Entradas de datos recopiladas

□ □ □ □

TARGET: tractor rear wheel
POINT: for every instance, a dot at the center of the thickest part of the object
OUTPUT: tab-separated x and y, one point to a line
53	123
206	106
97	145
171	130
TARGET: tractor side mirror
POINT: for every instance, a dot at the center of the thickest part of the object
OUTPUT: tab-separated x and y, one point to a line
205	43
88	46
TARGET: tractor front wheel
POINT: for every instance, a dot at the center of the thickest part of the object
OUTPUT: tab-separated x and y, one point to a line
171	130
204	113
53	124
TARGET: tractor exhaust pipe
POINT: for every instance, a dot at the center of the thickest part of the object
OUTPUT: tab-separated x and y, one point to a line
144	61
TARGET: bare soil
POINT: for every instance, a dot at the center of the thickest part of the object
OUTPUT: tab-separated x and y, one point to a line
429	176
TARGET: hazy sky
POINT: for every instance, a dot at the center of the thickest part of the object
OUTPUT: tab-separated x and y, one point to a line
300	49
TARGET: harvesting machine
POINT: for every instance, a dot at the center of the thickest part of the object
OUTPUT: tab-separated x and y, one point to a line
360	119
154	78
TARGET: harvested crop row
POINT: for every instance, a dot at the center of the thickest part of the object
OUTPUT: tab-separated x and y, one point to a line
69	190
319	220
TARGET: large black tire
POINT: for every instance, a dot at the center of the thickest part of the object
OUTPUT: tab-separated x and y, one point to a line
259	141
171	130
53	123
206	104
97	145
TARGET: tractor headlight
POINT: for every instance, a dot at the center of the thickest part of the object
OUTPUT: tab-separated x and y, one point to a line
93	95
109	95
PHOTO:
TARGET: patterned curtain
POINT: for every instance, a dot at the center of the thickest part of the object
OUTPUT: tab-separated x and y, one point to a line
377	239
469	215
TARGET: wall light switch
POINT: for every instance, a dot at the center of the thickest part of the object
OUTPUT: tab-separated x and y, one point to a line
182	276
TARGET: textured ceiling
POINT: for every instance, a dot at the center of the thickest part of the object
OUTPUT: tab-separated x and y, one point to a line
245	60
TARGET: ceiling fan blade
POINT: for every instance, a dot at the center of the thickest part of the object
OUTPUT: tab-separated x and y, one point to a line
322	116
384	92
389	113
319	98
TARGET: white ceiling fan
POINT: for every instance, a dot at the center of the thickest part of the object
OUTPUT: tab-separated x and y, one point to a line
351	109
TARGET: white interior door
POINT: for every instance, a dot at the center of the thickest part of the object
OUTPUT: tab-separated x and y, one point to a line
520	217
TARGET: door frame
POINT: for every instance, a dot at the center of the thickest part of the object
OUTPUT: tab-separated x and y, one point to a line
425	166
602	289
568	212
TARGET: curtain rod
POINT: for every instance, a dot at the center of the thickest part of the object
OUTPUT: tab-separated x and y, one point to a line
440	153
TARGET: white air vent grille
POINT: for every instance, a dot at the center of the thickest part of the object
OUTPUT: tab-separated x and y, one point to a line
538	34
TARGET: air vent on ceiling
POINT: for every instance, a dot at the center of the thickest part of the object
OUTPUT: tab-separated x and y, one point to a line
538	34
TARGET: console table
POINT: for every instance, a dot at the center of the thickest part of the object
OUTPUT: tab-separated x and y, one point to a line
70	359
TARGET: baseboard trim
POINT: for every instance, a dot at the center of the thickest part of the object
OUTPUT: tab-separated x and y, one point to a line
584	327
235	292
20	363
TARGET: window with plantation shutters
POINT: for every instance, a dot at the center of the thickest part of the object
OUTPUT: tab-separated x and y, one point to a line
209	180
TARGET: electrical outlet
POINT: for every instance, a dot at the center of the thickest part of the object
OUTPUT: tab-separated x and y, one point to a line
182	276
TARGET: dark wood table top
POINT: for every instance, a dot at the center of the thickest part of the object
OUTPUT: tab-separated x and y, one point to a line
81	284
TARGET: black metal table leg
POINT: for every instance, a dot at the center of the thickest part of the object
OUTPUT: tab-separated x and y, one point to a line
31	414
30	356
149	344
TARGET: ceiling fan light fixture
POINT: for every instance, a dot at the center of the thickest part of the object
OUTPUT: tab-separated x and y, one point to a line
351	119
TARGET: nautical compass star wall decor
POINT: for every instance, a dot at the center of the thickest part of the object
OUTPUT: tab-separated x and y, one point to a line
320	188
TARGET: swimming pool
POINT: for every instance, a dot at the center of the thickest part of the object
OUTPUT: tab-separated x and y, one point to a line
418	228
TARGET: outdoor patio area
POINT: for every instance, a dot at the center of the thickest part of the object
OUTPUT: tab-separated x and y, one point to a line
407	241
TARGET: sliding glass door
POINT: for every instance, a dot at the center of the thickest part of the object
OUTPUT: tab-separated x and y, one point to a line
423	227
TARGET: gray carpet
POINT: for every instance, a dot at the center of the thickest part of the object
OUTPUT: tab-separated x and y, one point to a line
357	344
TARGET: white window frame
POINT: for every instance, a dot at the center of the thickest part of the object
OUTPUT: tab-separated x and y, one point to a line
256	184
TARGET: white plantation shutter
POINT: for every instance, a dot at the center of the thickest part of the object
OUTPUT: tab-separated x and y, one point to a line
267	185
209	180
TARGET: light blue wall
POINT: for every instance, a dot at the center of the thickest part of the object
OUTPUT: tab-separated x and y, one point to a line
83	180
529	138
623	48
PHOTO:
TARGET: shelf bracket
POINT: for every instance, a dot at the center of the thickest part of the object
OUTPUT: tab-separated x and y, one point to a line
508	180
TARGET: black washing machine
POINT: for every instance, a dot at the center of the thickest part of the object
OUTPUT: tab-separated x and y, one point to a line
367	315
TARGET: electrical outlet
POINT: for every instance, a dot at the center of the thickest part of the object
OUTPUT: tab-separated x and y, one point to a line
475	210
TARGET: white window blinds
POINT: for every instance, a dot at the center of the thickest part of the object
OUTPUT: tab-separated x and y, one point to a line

□ □ □ □

Tarea indicada: Duplica todas las líneas de los datos de arriba sin alterar ningún carácter.

Resultado obtenido:
TARGET: tractor rear wheel
POINT: for every instance, a dot at the center of the thickest part of the object
OUTPUT: tab-separated x and y, one point to a line
53	123
206	106
97	145
171	130
TARGET: tractor side mirror
POINT: for every instance, a dot at the center of the thickest part of the object
OUTPUT: tab-separated x and y, one point to a line
205	43
88	46
TARGET: tractor front wheel
POINT: for every instance, a dot at the center of the thickest part of the object
OUTPUT: tab-separated x and y, one point to a line
171	130
204	113
53	124
TARGET: tractor exhaust pipe
POINT: for every instance, a dot at the center of the thickest part of the object
OUTPUT: tab-separated x and y, one point to a line
144	61
TARGET: bare soil
POINT: for every instance, a dot at the center of the thickest part of the object
OUTPUT: tab-separated x and y, one point to a line
429	176
TARGET: hazy sky
POINT: for every instance, a dot at the center of the thickest part of the object
OUTPUT: tab-separated x and y, one point to a line
300	49
TARGET: harvesting machine
POINT: for every instance, a dot at the center of the thickest part of the object
OUTPUT: tab-separated x and y, one point to a line
360	119
154	78
TARGET: harvested crop row
POINT: for every instance, a dot at the center of the thickest part of the object
OUTPUT: tab-separated x and y, one point to a line
69	190
319	220
TARGET: large black tire
POINT: for every instance, a dot at the center of the thickest part of the object
OUTPUT: tab-separated x and y, one point to a line
259	141
171	130
53	123
206	104
97	145
TARGET: tractor headlight
POINT: for every instance, a dot at the center of the thickest part of the object
OUTPUT: tab-separated x and y, one point to a line
93	95
109	95
PHOTO:
TARGET: patterned curtain
POINT: for every instance, a dot at the center of the thickest part of the object
OUTPUT: tab-separated x and y, one point to a line
377	239
469	215
TARGET: wall light switch
POINT: for every instance, a dot at the center of the thickest part of the object
OUTPUT: tab-separated x and y, one point to a line
182	276
TARGET: textured ceiling
POINT: for every instance, a dot at the center of the thickest part of the object
OUTPUT: tab-separated x and y, one point to a line
245	60
TARGET: ceiling fan blade
POINT: for every instance, a dot at the center of the thickest part of the object
OUTPUT: tab-separated x and y, one point to a line
322	116
384	92
389	113
319	98
TARGET: white ceiling fan
POINT: for every instance, a dot at the center of the thickest part of the object
OUTPUT: tab-separated x and y, one point to a line
351	109
TARGET: white interior door
POINT: for every instance, a dot at the center of the thickest part of the object
OUTPUT: tab-separated x and y, one point to a line
520	217
TARGET: door frame
POINT: for every instance, a dot at the center of the thickest part of the object
OUTPUT: tab-separated x and y, one point to a line
425	166
602	289
568	212
TARGET: curtain rod
POINT: for every instance, a dot at the center of the thickest part of the object
OUTPUT: tab-separated x and y, one point to a line
440	153
TARGET: white air vent grille
POINT: for every instance, a dot at the center of the thickest part of the object
OUTPUT: tab-separated x and y, one point to a line
538	34
TARGET: air vent on ceiling
POINT: for every instance, a dot at the center of the thickest part of the object
OUTPUT: tab-separated x and y, one point to a line
538	34
TARGET: console table
POINT: for every instance, a dot at the center of the thickest part of the object
OUTPUT: tab-separated x and y, one point to a line
70	359
TARGET: baseboard trim
POINT: for every instance, a dot at the center of the thickest part of the object
OUTPUT: tab-separated x and y, one point to a line
584	327
235	292
20	363
TARGET: window with plantation shutters
POINT: for every instance, a dot at the center of the thickest part of the object
OUTPUT: tab-separated x and y, one point to a line
209	180
TARGET: electrical outlet
POINT: for every instance, a dot at the center of the thickest part of the object
OUTPUT: tab-separated x and y, one point to a line
182	276
TARGET: dark wood table top
POINT: for every instance, a dot at the center of the thickest part of the object
OUTPUT: tab-separated x and y, one point to a line
81	284
TARGET: black metal table leg
POINT: for every instance, a dot at the center of the thickest part of the object
OUTPUT: tab-separated x and y, one point to a line
31	414
30	356
149	344
TARGET: ceiling fan light fixture
POINT: for every instance, a dot at the center of the thickest part of the object
OUTPUT: tab-separated x and y, one point to a line
351	119
TARGET: nautical compass star wall decor
POINT: for every instance, a dot at the center of the thickest part of the object
OUTPUT: tab-separated x and y, one point to a line
320	188
TARGET: swimming pool
POINT: for every instance, a dot at the center of the thickest part of the object
OUTPUT: tab-separated x and y, one point to a line
418	228
TARGET: outdoor patio area
POINT: for every instance, a dot at the center of the thickest part of the object
OUTPUT: tab-separated x and y, one point to a line
407	241
TARGET: sliding glass door
POINT: for every instance, a dot at the center of the thickest part of the object
OUTPUT: tab-separated x and y, one point to a line
423	227
TARGET: gray carpet
POINT: for every instance, a dot at the center of the thickest part of the object
OUTPUT: tab-separated x and y, one point to a line
357	344
TARGET: white window frame
POINT: for every instance, a dot at the center of the thickest part of the object
OUTPUT: tab-separated x and y, one point to a line
256	184
TARGET: white plantation shutter
POINT: for every instance, a dot at the center of the thickest part of the object
OUTPUT: tab-separated x and y, one point to a line
267	185
209	180
TARGET: light blue wall
POINT: for every instance, a dot at the center of the thickest part of the object
OUTPUT: tab-separated x and y, one point to a line
83	180
529	138
623	48
PHOTO:
TARGET: shelf bracket
POINT: for every instance, a dot at the center of the thickest part of the object
OUTPUT: tab-separated x and y, one point to a line
508	180
TARGET: black washing machine
POINT: for every instance, a dot at the center of the thickest part of the object
OUTPUT: tab-separated x and y, one point to a line
367	315
TARGET: electrical outlet
POINT: for every instance, a dot at the center of the thickest part of the object
OUTPUT: tab-separated x and y, one point to a line
475	210
TARGET: white window blinds
POINT: for every instance, a dot at the center of the thickest part of the object
OUTPUT: tab-separated x and y, one point to a line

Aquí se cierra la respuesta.